INPUT>
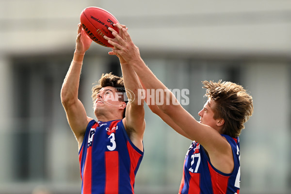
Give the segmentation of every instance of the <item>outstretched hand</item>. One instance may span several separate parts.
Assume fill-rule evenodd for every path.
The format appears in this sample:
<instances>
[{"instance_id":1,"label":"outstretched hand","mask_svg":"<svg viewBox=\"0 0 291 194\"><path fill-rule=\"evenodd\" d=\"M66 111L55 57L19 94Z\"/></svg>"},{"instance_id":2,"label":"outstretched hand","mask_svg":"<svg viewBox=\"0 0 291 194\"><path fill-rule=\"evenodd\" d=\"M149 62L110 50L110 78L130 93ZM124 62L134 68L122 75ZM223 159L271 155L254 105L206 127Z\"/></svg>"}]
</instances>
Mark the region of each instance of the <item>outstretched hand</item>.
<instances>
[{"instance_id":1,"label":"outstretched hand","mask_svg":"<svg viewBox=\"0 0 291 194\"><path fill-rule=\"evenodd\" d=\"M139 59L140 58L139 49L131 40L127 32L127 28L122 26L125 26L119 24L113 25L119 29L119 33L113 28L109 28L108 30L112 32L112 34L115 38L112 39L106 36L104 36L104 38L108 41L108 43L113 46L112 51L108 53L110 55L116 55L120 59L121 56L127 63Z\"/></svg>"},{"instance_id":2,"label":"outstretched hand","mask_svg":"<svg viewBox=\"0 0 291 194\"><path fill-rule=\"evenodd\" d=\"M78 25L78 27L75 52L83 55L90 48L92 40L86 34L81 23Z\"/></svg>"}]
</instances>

==

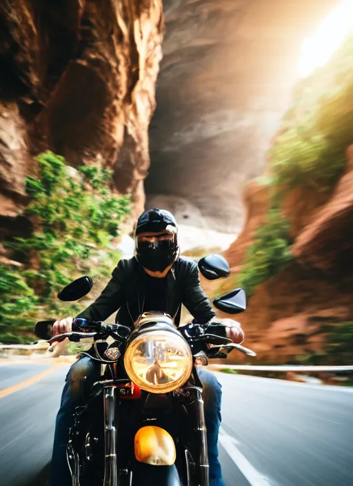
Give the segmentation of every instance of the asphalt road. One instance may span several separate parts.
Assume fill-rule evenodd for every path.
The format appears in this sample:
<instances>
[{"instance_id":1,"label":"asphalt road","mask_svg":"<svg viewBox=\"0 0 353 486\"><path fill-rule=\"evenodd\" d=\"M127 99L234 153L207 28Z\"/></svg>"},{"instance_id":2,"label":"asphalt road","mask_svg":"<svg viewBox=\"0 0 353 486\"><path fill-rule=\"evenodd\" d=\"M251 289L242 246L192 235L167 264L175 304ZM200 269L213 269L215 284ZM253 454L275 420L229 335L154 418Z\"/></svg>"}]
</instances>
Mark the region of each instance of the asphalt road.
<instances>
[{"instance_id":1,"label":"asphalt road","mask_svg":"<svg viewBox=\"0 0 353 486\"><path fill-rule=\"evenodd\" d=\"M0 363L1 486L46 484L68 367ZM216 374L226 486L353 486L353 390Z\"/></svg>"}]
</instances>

==

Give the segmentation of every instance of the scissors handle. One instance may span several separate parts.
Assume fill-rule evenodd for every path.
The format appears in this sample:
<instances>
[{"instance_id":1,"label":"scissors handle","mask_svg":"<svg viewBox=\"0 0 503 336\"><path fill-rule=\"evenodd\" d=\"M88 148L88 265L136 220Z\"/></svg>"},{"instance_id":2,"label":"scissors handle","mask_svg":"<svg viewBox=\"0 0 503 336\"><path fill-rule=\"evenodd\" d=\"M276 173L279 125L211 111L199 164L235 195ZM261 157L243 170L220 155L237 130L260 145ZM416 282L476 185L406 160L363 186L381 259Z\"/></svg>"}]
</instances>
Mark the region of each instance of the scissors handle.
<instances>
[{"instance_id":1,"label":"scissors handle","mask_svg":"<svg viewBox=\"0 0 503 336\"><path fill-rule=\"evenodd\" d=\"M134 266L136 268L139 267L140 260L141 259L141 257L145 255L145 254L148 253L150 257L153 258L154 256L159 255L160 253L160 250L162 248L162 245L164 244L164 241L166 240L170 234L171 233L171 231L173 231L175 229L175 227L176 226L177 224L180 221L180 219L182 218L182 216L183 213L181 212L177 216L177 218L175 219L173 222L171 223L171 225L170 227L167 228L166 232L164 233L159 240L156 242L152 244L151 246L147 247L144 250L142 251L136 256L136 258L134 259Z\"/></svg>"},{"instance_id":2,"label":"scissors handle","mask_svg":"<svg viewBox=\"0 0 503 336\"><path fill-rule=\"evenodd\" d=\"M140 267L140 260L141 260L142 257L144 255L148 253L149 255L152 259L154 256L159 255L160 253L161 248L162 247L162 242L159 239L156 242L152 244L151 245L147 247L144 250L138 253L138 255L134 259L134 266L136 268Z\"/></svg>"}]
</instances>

CHALLENGE> Count the lines above that contain the string "scissors", matching case exactly, and reply with the number alone.

OUTPUT FOR THIS TASK> 4